- [ARBEITSANWEISUNG] Nenne bitte alle Ausdrücke, die im Textauszug über das Strickfestival in Sofia in Anführungszeichen stehen.

- [TEXTAUSZUG]
---

Im Verlaufe von drei Tagen verwandelte sich eines der Handelszentren der bulgarischen Hauptstadt Sofia in ein Paradies einer der ältesten Handarbeiten der Menschheit – das Stricken. Das Festival „Bunt Gestricktes“ stellte den Sofiotern und Gästen der Stadt etliche Meister der Strickkunst und natürlich einige ihrer Glanzleistungen vor. Die Besucher hatten die Gelegenheit, etwas zu erwerben, aber auch etwas selbst zu stricken. Der Erlös der auf dem Festival verkauften Erzeugnisse wird obdachlosen Menschen in Bulgarien zugutekommen. Organisator des Ereignisses war die Stiftung „Ima Natschin“ (zu Deutsche: „Es gibt einen Weg“), die seit 2012 die Initiative „Wärme stricken“ durchführt. Sie ist auf die Unterstützung von Obdachlosen ausgerichtet und erfreut sich eines regen Zuspruchs.

---

- [DATEN ZUR PRÜFUNG]
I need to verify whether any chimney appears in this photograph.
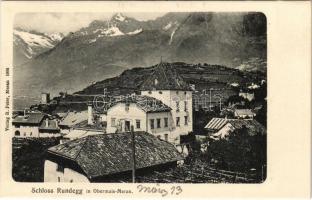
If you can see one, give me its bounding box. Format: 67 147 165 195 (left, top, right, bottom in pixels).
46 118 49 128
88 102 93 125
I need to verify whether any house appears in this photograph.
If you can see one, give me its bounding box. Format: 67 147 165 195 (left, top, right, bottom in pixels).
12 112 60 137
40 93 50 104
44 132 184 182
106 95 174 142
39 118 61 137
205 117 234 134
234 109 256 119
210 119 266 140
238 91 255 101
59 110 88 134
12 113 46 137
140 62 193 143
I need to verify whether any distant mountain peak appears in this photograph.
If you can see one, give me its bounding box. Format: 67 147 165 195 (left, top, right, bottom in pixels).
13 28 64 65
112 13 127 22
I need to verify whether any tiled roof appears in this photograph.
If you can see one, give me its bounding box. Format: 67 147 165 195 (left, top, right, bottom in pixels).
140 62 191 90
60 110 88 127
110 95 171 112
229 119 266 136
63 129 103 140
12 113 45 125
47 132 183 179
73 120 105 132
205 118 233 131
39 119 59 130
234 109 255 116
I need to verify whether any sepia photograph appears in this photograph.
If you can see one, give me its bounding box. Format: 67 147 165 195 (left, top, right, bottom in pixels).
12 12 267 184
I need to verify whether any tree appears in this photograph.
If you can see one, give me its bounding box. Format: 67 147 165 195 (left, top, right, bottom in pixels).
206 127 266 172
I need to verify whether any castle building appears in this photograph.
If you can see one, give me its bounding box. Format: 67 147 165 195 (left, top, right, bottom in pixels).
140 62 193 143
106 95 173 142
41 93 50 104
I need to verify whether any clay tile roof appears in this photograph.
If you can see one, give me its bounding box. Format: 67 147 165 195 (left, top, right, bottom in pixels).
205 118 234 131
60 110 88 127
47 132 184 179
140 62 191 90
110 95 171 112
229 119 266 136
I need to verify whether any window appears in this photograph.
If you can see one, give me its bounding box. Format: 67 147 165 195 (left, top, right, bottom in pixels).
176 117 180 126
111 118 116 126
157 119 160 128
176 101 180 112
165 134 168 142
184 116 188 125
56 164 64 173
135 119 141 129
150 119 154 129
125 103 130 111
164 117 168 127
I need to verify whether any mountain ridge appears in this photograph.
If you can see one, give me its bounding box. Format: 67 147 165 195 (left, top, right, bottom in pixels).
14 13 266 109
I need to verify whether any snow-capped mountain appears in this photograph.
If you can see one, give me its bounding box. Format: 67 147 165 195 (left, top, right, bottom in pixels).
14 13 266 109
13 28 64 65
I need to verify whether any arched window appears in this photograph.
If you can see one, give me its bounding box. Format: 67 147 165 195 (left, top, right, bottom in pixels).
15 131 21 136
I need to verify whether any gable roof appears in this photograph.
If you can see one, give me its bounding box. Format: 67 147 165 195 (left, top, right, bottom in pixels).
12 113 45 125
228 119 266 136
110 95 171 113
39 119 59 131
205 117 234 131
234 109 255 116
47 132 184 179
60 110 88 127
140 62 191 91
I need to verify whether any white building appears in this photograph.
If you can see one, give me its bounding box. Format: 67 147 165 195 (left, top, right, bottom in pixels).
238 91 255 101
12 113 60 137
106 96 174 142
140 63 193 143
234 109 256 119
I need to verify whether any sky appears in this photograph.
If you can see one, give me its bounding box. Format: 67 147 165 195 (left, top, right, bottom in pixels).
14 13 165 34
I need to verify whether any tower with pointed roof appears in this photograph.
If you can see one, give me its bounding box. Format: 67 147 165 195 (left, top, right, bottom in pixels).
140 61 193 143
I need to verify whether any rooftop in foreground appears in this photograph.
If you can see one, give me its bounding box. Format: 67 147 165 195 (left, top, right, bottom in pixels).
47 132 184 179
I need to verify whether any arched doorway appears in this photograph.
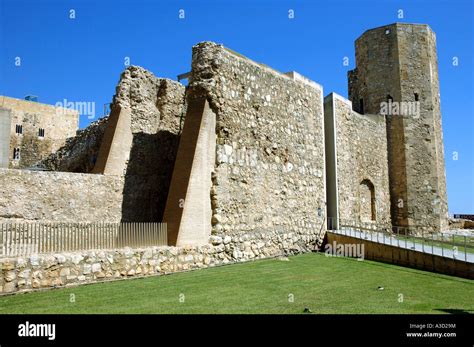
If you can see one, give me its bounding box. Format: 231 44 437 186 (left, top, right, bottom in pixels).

---

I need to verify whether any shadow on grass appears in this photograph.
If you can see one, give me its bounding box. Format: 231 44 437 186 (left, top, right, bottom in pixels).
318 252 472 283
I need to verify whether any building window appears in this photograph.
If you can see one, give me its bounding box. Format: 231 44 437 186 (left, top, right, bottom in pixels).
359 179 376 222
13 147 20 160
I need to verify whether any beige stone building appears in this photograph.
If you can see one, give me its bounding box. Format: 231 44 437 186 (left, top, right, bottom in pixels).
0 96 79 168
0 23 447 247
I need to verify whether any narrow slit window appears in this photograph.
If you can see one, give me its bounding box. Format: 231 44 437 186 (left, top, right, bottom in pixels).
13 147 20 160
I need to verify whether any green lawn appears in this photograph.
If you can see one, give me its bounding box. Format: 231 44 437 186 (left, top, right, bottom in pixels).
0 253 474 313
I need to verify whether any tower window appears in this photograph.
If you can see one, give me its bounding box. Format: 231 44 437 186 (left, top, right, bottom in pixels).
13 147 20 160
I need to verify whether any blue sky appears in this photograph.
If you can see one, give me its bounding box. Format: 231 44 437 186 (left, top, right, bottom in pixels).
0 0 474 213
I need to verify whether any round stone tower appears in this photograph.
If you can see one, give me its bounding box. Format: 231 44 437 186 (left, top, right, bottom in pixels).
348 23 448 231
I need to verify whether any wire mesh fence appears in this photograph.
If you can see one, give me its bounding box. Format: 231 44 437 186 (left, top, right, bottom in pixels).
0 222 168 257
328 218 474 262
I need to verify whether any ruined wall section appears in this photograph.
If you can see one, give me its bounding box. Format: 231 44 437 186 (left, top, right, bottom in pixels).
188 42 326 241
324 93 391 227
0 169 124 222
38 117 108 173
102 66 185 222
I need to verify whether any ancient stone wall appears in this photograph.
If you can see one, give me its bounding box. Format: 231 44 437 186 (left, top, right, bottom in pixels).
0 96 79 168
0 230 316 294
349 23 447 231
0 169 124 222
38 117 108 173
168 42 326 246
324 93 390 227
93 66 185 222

---

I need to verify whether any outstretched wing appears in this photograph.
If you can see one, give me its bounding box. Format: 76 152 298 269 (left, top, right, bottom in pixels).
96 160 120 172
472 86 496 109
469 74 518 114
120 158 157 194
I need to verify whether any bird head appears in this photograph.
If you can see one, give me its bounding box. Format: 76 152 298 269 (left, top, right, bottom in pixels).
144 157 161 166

---

- [ERGEBNIS]
Bunt Gestricktes
Ima Natschin
Es gibt einen Weg
Wärme stricken